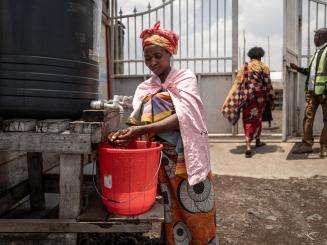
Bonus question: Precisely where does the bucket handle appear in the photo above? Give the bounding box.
[92,151,162,203]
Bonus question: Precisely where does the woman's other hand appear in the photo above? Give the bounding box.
[114,126,145,146]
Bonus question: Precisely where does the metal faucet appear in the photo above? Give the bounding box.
[90,95,124,114]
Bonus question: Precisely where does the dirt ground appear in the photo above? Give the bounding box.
[216,176,327,245]
[81,175,327,245]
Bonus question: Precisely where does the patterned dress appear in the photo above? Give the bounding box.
[222,59,273,140]
[130,91,218,244]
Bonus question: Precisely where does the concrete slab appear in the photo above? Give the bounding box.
[210,142,327,179]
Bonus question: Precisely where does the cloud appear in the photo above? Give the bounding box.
[119,0,283,71]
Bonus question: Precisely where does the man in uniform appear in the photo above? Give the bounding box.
[290,28,327,157]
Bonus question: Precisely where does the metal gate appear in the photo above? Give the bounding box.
[111,0,238,134]
[283,0,327,140]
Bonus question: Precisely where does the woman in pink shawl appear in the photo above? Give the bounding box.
[113,22,218,244]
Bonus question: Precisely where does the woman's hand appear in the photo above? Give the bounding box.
[112,126,146,146]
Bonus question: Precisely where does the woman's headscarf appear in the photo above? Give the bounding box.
[140,21,179,54]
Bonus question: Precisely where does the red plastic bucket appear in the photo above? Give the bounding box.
[99,141,162,216]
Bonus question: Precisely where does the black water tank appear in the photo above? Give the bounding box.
[0,0,100,119]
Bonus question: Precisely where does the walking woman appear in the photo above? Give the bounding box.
[222,47,274,157]
[111,22,218,244]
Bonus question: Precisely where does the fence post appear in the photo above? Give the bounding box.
[232,0,238,135]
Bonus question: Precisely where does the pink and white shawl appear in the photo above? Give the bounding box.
[133,69,211,185]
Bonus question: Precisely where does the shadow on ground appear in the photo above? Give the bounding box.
[286,142,320,160]
[230,145,285,155]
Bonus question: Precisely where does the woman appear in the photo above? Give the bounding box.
[222,47,274,157]
[109,22,218,244]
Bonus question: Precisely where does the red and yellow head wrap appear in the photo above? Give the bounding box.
[140,21,178,54]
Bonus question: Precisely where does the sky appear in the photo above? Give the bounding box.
[118,0,322,71]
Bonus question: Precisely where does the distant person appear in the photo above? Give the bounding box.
[290,28,327,157]
[222,47,273,158]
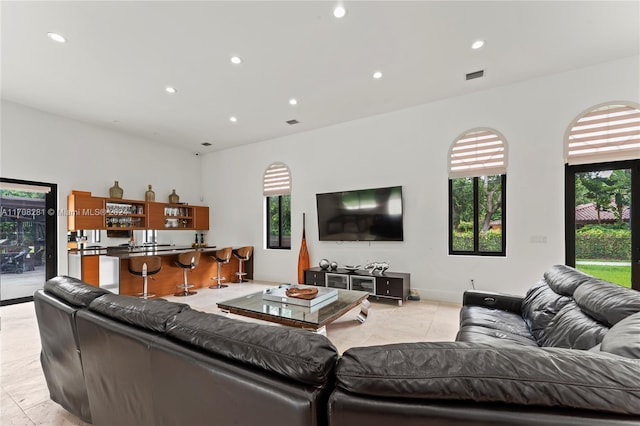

▶ [What is required] Reproduce all of the lines above with each occurrence of "Bonus question" renamed to "Extra question", leaving everything else unchanged. Omit the pictures from the result.

▶ [Answer to this problem]
Extra question: Precisely where does the bucket handle appear in the photo above? Give the bounding box.
[92,151,162,203]
Extra question: Precisely where does the woman's other hand appear in the photo above? Give the bounding box.
[114,126,145,146]
Extra question: Precisely where does the metal faucet appear in the photo above? Give the bounding box.
[90,95,124,114]
Extra question: Precisely where does the dirt ground appear in the photo above? Give the bounding box.
[216,176,327,245]
[81,175,327,245]
Extra question: Precisely where does the patterned dress appear in the photo above? Give the bounding box.
[222,59,273,140]
[130,91,218,244]
Extra question: Precisely where does the concrete slab appear in the photo above? Give the bounding box.
[210,142,327,179]
Extra question: Precisely where does the cloud appear in the photo above? Give the bounding box.
[119,0,283,71]
Extra question: Precisely where does the man in uniform appear in the photo above? Give the bounding box.
[290,28,327,157]
Extra question: Precisely where does the metal gate appear in the photo above? Give the bounding box.
[111,0,238,134]
[283,0,327,140]
Extra question: Precisely where does the woman in pink shawl appear in the photo above? Give the bounding box.
[113,22,218,244]
Extra question: Precisely where does the woman's hand appear in the photo above? Give the bounding box.
[112,126,146,146]
Extra question: Precisely where does the woman's headscarf appear in the photo above? Give the bounding box.
[140,21,179,54]
Extra question: Precisely where does the red plastic bucket appear in the photo above? Give the bounding box.
[99,141,162,216]
Extra question: Precisely where does the black water tank appear in the photo above? Give the bounding box.
[0,0,100,119]
Extra question: Precisely where does the walking woman appear in the photo above? Give the bounding box.
[222,47,274,157]
[111,22,218,244]
Extra question: Precisely where does the fence post appear in the photo above? Give the bounding box.
[232,0,238,135]
Extra question: Precisely where does the pink and white shawl appear in the photo above? Give the bounding box.
[133,69,211,185]
Extra question: Precisely where does the shadow on ground appear in the photo above? Give the bounding box.
[286,142,320,160]
[230,145,285,155]
Extra question: Precisely where does the woman appear in the photo above? Give the bounding box.
[222,47,274,157]
[109,22,218,244]
Extra question: Precisely where does the red and yellow head wrap appear in the photo above? Give the bounding box.
[140,21,178,54]
Extra question: Precisely where does the sky appear in the photo above? Give the bounding box.
[118,0,322,71]
Extra question: Precisely where does the distant person appear in the photo above? Give the bounding box.
[290,28,327,157]
[222,47,273,158]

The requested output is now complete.